▶ **Document extract**
=== Begin Enclosure ===
Earliest Memories of my Mother
I spent the earliest days of my life living in a very small Dhok, Basira near a small village Mustafaabad in the Soon Valley. I was born there, at home, without any trained medical person in attendance or nearby. During the next five years we moved back and forth between army cantonements and Basira. Abbajee was gone most of the time, so Ammanjee was the care taker.
My fondest memories are from Basira.
I would wake up very early in the morning to the sound of the Chukee, with my mother grinding wheat into flour. When she was done with that, she would go milk the cow(s). One of my cousins or uncles would then come to take the cows to the hills for grazing. Meanwhile my mother would get busy with churning yogurt into “lussie”, “udh ridka” and butter, and then prepare breakfast for us. The sounds of the Stone wheat grinders and later yogurt churning coming simultaneously from 10 to 15 homes in the Dhok, are a fond memory that often still ring in my ears.
My mother was a simple and loving person. Later when we moved more permanently to the cantonements, she still lived with the same values. We used to spend our summer vacations in the village, and even though she was now the wife of an only army officer within several miles of the village, she would transition seamlessly into her role described above. Plus now she became the defender of the right to respect of all the poor and the “excluded” members of the society, and the care taker of the less privileged members of the family.
Meanwhile back in the cantonments, she took care of all of us, and any members of the extended family that had moved to the city, mostly through my father helping them find jobs there. She prepared all the meals herself. The “workers” who serviced the family ate the same meals that we all did. But they were served the meal before Abbajee, and the children. She did not want the family helpers to serve us any food with empty stomachs.
I spent lots of my younger days away from my family, because my father would periodically get posted to places where there were no “good schools”, so as I grew older to be able to learn more from and about her, I could not make enough time for it.
Three of my sisters died very early, miles away from any meaningful health care facility, and became part of the high IMR statistics of Pakistan. She rarely spoke of these experiences, and I was never smart enough to ask her about how she felt about it. But deep down, I know she suffered immense pain.
And I know even today, millions of my mothers, sisters, and daughters are suffering the same pain, all over the world.
Dear friends, that is why I live my life the way I do, and that is why there is an HDF, trying to end this pain.
=== End Enclosure ===
▶ **Recorded data**
=== Begin Enclosure ===
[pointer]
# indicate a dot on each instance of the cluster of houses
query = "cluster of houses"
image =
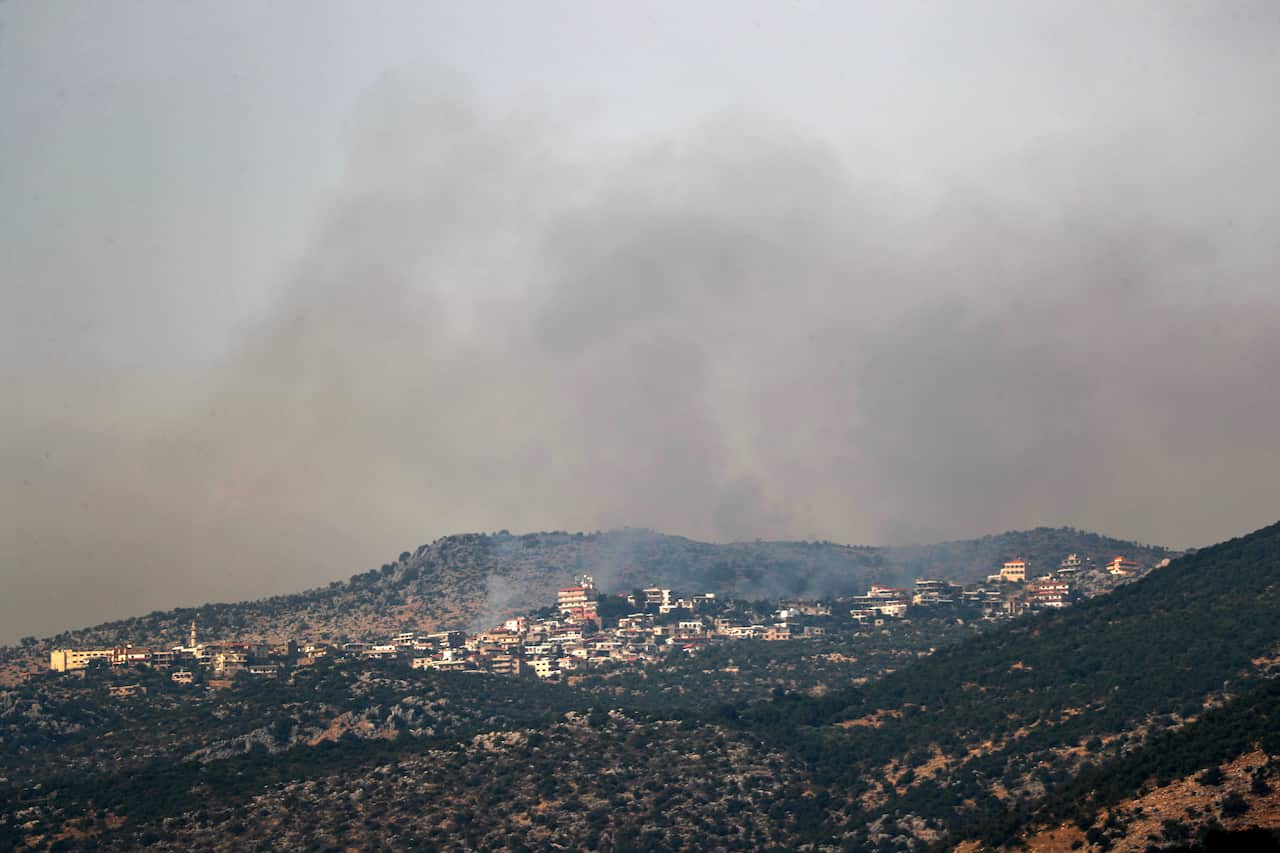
=== End Enclosure ===
▶ **Goal of the exercise**
Reproduce word for word the part of the memoir about the mother above between "Earliest Memories of" and "are from Basira.", inclusive.

▶ **Solution to this exercise**
Earliest Memories of my Mother
I spent the earliest days of my life living in a very small Dhok, Basira near a small village Mustafaabad in the Soon Valley. I was born there, at home, without any trained medical person in attendance or nearby. During the next five years we moved back and forth between army cantonements and Basira. Abbajee was gone most of the time, so Ammanjee was the care taker.
My fondest memories are from Basira.